---------- DATA FOR ANALYSIS

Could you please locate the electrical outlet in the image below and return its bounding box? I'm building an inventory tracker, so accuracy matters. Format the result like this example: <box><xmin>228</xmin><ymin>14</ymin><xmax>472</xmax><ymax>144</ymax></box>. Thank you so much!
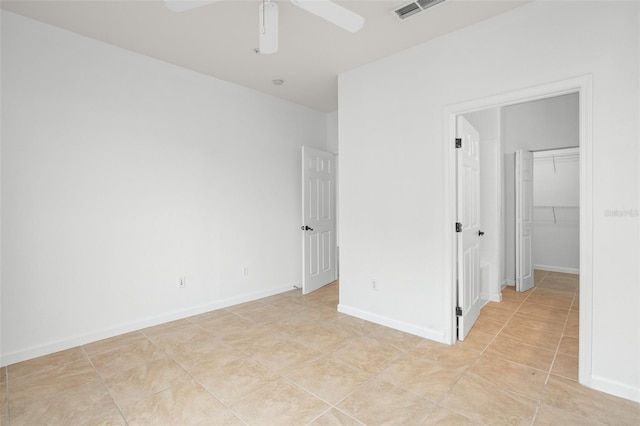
<box><xmin>178</xmin><ymin>277</ymin><xmax>186</xmax><ymax>288</ymax></box>
<box><xmin>242</xmin><ymin>266</ymin><xmax>249</xmax><ymax>277</ymax></box>
<box><xmin>371</xmin><ymin>279</ymin><xmax>378</xmax><ymax>290</ymax></box>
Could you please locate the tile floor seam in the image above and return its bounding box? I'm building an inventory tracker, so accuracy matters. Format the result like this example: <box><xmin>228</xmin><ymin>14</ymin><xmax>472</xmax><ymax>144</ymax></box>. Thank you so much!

--------------------

Give the listing above again in its entirety, exactly as written and free of images.

Could you please locate the electrical outlet in the image below and return its bounding box? I'm building an inventory tracker, so accuracy matters. Format the result like this example: <box><xmin>228</xmin><ymin>14</ymin><xmax>472</xmax><ymax>144</ymax></box>. Thank you so much!
<box><xmin>178</xmin><ymin>277</ymin><xmax>186</xmax><ymax>288</ymax></box>
<box><xmin>242</xmin><ymin>266</ymin><xmax>249</xmax><ymax>277</ymax></box>
<box><xmin>371</xmin><ymin>279</ymin><xmax>378</xmax><ymax>290</ymax></box>
Could you please locate the tile floor seam in the image above and return its bounding box? I'm building an inventory tracker, so accuracy matters. Format the result like this example: <box><xmin>228</xmin><ymin>14</ymin><xmax>472</xmax><ymax>144</ymax></box>. Thank you so much!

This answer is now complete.